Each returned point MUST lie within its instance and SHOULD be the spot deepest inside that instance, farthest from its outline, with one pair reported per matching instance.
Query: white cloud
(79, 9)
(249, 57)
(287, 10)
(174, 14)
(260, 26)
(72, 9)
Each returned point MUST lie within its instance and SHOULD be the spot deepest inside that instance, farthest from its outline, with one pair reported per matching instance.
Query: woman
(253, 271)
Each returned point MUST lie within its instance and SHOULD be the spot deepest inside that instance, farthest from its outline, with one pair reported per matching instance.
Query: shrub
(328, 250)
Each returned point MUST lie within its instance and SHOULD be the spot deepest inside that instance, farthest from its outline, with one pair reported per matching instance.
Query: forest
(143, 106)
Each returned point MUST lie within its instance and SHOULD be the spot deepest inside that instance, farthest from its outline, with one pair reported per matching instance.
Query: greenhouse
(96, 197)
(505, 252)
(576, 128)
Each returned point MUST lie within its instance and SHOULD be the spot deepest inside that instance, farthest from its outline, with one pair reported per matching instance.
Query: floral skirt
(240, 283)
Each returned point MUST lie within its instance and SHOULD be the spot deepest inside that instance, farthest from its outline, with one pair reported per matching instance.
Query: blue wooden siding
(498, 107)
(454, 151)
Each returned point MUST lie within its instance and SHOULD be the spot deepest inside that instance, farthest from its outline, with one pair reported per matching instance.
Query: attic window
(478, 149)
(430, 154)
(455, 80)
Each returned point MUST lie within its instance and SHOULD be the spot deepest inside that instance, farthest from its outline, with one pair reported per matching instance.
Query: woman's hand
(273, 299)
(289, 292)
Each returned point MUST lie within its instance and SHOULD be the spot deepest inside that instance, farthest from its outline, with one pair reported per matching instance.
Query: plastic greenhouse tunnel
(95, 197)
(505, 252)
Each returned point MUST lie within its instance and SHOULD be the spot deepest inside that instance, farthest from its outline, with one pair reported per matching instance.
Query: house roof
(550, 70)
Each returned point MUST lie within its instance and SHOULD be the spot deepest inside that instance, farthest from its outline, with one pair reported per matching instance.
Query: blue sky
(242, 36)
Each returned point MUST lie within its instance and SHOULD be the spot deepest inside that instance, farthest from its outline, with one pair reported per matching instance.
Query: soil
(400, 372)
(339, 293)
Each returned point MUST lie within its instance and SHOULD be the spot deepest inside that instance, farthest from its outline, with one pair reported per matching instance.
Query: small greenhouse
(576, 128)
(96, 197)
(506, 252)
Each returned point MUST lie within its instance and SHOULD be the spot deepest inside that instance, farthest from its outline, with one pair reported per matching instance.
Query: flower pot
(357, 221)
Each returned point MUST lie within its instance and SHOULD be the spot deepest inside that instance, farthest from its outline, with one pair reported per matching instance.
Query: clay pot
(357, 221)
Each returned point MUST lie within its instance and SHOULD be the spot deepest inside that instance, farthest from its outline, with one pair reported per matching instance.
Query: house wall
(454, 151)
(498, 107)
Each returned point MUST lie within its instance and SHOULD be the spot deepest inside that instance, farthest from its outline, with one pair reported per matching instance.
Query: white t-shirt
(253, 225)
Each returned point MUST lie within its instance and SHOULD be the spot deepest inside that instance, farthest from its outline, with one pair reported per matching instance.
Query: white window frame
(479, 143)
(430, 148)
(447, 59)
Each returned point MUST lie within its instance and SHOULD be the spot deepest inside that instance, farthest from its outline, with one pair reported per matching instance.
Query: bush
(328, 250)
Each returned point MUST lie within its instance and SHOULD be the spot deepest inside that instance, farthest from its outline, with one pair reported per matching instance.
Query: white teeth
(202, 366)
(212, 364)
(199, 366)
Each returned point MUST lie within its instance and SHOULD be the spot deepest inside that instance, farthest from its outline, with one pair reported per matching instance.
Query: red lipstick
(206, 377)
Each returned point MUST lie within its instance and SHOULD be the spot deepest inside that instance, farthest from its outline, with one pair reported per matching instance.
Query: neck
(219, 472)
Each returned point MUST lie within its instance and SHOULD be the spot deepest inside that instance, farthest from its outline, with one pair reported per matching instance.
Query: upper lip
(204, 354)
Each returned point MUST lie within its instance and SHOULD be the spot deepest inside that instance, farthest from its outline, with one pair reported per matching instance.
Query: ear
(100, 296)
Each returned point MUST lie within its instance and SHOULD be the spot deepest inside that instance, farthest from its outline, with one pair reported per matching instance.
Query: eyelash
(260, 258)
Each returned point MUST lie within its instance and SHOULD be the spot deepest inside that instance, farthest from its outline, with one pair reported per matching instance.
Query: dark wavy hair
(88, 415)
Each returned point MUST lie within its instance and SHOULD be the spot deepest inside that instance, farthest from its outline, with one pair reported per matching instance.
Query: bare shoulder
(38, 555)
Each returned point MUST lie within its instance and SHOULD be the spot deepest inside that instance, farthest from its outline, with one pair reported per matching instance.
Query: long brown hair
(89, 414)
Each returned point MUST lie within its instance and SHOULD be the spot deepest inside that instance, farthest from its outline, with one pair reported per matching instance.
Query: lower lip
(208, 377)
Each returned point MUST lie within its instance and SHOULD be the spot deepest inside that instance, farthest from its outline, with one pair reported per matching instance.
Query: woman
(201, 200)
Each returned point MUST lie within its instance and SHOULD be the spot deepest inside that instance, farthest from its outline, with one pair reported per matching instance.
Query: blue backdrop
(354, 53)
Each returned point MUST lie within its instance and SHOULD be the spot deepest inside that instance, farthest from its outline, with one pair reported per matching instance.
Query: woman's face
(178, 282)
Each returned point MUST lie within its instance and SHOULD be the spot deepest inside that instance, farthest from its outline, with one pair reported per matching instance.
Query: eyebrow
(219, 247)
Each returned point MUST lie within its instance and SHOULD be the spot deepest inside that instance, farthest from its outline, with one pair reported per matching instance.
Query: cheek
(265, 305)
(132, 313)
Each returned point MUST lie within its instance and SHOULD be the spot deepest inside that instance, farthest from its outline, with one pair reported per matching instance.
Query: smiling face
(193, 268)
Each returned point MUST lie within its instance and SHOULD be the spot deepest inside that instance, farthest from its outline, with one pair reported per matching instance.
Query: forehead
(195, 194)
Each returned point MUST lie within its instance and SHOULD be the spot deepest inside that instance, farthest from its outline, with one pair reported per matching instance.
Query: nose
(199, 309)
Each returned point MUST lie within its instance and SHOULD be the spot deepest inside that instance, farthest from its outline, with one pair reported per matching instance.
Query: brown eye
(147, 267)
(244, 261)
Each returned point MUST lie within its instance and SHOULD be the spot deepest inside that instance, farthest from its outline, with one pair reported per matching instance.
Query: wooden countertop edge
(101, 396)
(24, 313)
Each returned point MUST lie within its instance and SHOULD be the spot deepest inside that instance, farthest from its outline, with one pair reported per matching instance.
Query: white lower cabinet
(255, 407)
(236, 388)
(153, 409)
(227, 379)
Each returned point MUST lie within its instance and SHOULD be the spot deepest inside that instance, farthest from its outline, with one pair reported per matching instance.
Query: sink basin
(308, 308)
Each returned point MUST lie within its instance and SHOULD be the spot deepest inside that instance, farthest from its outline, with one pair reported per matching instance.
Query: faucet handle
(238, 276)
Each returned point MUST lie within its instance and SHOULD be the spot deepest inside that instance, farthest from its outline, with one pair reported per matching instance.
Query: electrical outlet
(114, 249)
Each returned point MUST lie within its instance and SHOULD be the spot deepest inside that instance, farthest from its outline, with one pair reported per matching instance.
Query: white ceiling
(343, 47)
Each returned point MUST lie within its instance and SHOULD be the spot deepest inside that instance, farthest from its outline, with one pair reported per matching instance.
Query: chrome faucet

DO THIS
Count the lines in the records above that contain the word "brown", and give only the number.

SOLUTION BELOW
2